- **Extracted records**
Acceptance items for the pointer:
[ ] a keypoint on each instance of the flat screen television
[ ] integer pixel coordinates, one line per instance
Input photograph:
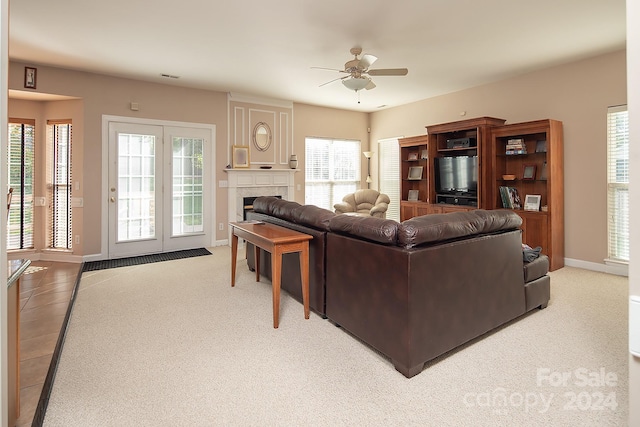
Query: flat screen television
(457, 175)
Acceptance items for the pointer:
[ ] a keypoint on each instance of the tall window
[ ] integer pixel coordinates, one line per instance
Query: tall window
(59, 184)
(390, 174)
(618, 182)
(187, 186)
(332, 170)
(20, 170)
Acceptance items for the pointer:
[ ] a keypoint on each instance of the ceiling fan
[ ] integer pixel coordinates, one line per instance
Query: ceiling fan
(358, 73)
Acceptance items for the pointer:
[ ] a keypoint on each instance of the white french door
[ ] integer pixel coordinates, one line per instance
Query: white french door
(159, 195)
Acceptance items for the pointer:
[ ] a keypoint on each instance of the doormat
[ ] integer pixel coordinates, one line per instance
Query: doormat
(143, 259)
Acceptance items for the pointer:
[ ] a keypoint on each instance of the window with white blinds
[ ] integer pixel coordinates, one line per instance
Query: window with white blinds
(332, 170)
(618, 182)
(21, 150)
(389, 168)
(59, 184)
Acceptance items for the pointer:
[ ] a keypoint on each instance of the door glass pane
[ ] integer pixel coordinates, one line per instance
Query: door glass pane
(187, 213)
(136, 191)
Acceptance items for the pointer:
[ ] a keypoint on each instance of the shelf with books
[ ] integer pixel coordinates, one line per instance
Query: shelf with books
(534, 176)
(414, 176)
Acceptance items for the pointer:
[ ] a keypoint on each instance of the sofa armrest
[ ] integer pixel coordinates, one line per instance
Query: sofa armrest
(343, 207)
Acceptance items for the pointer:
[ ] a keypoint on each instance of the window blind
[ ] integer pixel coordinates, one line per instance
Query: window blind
(618, 182)
(389, 169)
(59, 185)
(332, 170)
(20, 170)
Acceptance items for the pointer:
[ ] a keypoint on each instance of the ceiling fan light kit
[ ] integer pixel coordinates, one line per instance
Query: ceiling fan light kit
(356, 83)
(358, 72)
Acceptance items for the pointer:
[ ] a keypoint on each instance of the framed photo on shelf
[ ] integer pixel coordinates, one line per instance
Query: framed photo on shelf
(240, 156)
(532, 202)
(529, 172)
(415, 172)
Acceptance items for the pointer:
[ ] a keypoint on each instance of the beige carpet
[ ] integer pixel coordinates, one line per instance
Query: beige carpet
(172, 344)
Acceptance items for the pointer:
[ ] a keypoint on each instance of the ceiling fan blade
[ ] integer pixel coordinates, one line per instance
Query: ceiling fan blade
(331, 81)
(329, 69)
(367, 60)
(388, 72)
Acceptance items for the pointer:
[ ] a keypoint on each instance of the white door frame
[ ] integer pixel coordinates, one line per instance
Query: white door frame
(104, 234)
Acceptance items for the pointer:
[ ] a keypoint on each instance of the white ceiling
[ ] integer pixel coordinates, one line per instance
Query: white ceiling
(267, 48)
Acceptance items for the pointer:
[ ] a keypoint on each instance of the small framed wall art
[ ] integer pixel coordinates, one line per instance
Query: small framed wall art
(30, 75)
(415, 172)
(240, 156)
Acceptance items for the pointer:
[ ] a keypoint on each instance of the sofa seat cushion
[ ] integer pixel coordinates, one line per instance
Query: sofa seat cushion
(535, 269)
(371, 228)
(455, 225)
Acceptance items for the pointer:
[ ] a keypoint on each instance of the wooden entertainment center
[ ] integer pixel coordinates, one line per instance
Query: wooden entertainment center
(499, 166)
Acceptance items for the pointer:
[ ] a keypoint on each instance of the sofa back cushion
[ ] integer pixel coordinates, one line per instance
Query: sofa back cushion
(306, 215)
(456, 225)
(378, 230)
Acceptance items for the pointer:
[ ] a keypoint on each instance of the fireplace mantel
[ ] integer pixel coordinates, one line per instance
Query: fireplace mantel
(256, 182)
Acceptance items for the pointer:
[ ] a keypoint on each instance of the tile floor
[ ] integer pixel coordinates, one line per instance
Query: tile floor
(45, 293)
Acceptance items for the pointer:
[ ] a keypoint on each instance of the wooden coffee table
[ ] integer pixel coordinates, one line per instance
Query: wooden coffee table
(277, 241)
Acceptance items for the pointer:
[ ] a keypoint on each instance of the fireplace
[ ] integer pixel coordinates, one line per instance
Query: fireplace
(254, 183)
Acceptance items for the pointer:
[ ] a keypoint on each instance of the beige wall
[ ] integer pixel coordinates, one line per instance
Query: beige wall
(633, 70)
(578, 94)
(104, 95)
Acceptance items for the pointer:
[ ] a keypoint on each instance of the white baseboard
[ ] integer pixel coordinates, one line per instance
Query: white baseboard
(617, 268)
(60, 256)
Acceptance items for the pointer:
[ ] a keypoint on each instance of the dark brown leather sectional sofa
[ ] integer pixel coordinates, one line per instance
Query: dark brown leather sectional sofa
(413, 290)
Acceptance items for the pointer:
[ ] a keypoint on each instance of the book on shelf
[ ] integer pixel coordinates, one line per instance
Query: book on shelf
(510, 198)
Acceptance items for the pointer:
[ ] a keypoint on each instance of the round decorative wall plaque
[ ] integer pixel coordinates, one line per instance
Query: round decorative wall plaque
(261, 136)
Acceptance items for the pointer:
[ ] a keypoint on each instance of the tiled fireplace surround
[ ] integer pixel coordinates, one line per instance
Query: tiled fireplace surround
(256, 182)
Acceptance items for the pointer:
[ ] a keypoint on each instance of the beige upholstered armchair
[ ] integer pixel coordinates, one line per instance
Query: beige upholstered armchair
(365, 203)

- **What the exercise asks**
Each record above should be duplicated word for word, with no pictures included.

- **Exercise result**
Acceptance items for the pointer:
[ ] a keypoint on each instance of the flat screen television
[ ] integer pixel coordinates, one line per instance
Input photograph:
Query: flat screen television
(457, 175)
Acceptance items for the pointer:
[ ] a keypoint on each instance of the tall window
[ ] integer pixel coordinates, one line per instance
Query: tall window
(59, 184)
(390, 174)
(618, 182)
(187, 186)
(332, 170)
(20, 170)
Acceptance items for the pointer:
[ ] a keypoint on each instance of the ceiling fan
[ ] integer pixel coordinates, one line per instance
Query: ceiling fan
(358, 73)
Acceptance items for the pointer:
[ ] a keypoint on each instance of the white french door
[ ] integer pixel coordinates, one line per instance
Query: white french door
(159, 195)
Acceptance items for the pointer:
[ ] a keypoint on each instance of the doormat
[ ] integer pixel coordinates, one line per instance
Query: doormat
(143, 259)
Acceptance items for the pointer:
[ ] a keypoint on each instance of the window with white blinds
[ ] integer pixel coordinates, one line per instance
Query: window with white blinds
(332, 170)
(618, 182)
(21, 150)
(389, 168)
(59, 184)
Acceptance items for the pointer:
[ ] a keypoint on each instance of the door glass pane
[ ] integer pixel coordinates, one line per instance
Query: door glass pane
(187, 213)
(136, 191)
Acceptance items for the pointer:
[ ] a keypoint on each instance of the shelf with books
[ ] integer pixel coordinates, one line per instance
Query: shelf with books
(534, 176)
(414, 176)
Acceptance items for the pointer:
[ ] a keypoint on each instance of the sofa armrest
[ ] integer pixel coordinates, one line per instance
Query: sofa armrest
(343, 207)
Acceptance items for the pointer:
[ ] a keypoint on each instance of the window blind
[ ] integer pixel coordinates, one line per instance
Query: window blind
(618, 182)
(389, 169)
(59, 185)
(332, 170)
(20, 170)
Acceptance items for the pointer:
[ ] a keypoint on each instance of the ceiling fan light kit
[ ] integer pixel coordinates, one line per instance
Query: ceiling fan light kit
(356, 83)
(358, 72)
Acceptance items for the pointer:
[ ] a keypoint on each instance of the framed photo on shelf
[ ] integer pixel coordinates, one line per instance
Query: framed photo on shelf
(240, 156)
(532, 202)
(529, 172)
(415, 172)
Acceptance items for the pointer:
[ ] a keypoint on each instance of the beige carpet
[ ] integer pixel coordinates, one line per instance
Query: beige carpet
(172, 344)
Acceptance items for the pointer:
[ ] a keypoint on each instance of the ceiling fan blade
[ ] integer pixel coordinates, one line per instance
Query: ceiling fan blade
(331, 81)
(329, 69)
(367, 60)
(388, 72)
Acceptance items for the pointer:
[ ] a keypoint on each instance of the white door frame
[ ] integer pixel coordinates, one line per instance
Query: white door frame
(104, 234)
Acceptance items for the pointer:
[ ] a keypoint on each instance of the white ceiling
[ ] integer pixel coordinates, one line per instance
Query: white ceiling
(267, 48)
Acceptance items for the pointer:
[ ] a keypoint on each instance of the small framed wall art
[ ] integer pixel coordinates, one line per instance
Query: small framed wall art
(30, 75)
(415, 172)
(240, 156)
Acceptance items for the pointer:
[ ] a keypoint on each instance of the sofa seat cushion
[ ] integer pixel coordinates, one line per instance
Query: sofa seat cushion
(535, 269)
(371, 228)
(455, 225)
Acceptance items for the pointer:
[ ] a keypoint on each instance of the wooden entertainment center
[ ] integer pixel coordinates, one line per instance
Query: wooden entertainment center
(499, 166)
Acceptance items for the pointer:
[ ] a keypoint on each instance of the sofa back cushion
[ ] integer pixel coordinates, one line per instance
Query: sofa back cushion
(306, 215)
(456, 225)
(378, 230)
Acceptance items for the pointer:
[ ] a keypoint on each instance of the fireplace mantel
[ ] integer pixel coordinates, one line per instance
Query: fireplace mantel
(256, 182)
Acceptance items for the pointer:
[ ] a keypoint on each instance of the tile floor
[ ] integer pixel coordinates, one line per instance
Query: tile floor
(45, 293)
Acceptance items for the pointer:
[ ] a keypoint on each instance of the wooden coffee table
[ ] integer pixel coordinates, one line per instance
Query: wooden coffee table
(277, 241)
Acceptance items for the pointer:
[ ] a keypoint on each instance of the fireplace
[ ] integer pixel coordinates, one line per instance
Query: fireplace
(254, 183)
Acceptance items for the pointer:
[ ] a keypoint on each instance of the beige wall
[ ] integer pixel coordinates, one line per instance
Query: beige wall
(633, 70)
(578, 94)
(104, 95)
Acceptance items for the pointer:
[ ] a keypoint on each instance of the white baseboard
[ ] integer pixel coordinates, one line per instance
Query: white baseboard
(617, 268)
(60, 256)
Acceptance items for the pointer:
[ ] a keypoint on each instance of the dark brown leather sectional sofa
[ ] integer pixel coordinates, one line per instance
Query: dark brown leather sectional sofa
(413, 290)
Acceptance items for the pointer:
[ ] a keypoint on each instance of the book on shelf
[ ] integer pixel coordinates, one line per instance
Query: book on shelf
(510, 198)
Acceptance items for the pointer:
[ ] a keypoint on each instance of the round decorative wall plaque
[ ] integer pixel coordinates, one line per instance
Query: round decorative wall plaque
(261, 136)
Acceptance items for the pointer:
[ ] a keypoint on each instance of the tiled fireplace surround
[ ] integer pixel coordinates, one line per instance
Query: tiled fireplace surround
(256, 182)
Acceptance items for the pointer:
[ ] a keypoint on each instance of the beige upholstered armchair
[ ] integer pixel coordinates, one line per instance
Query: beige upholstered armchair
(365, 203)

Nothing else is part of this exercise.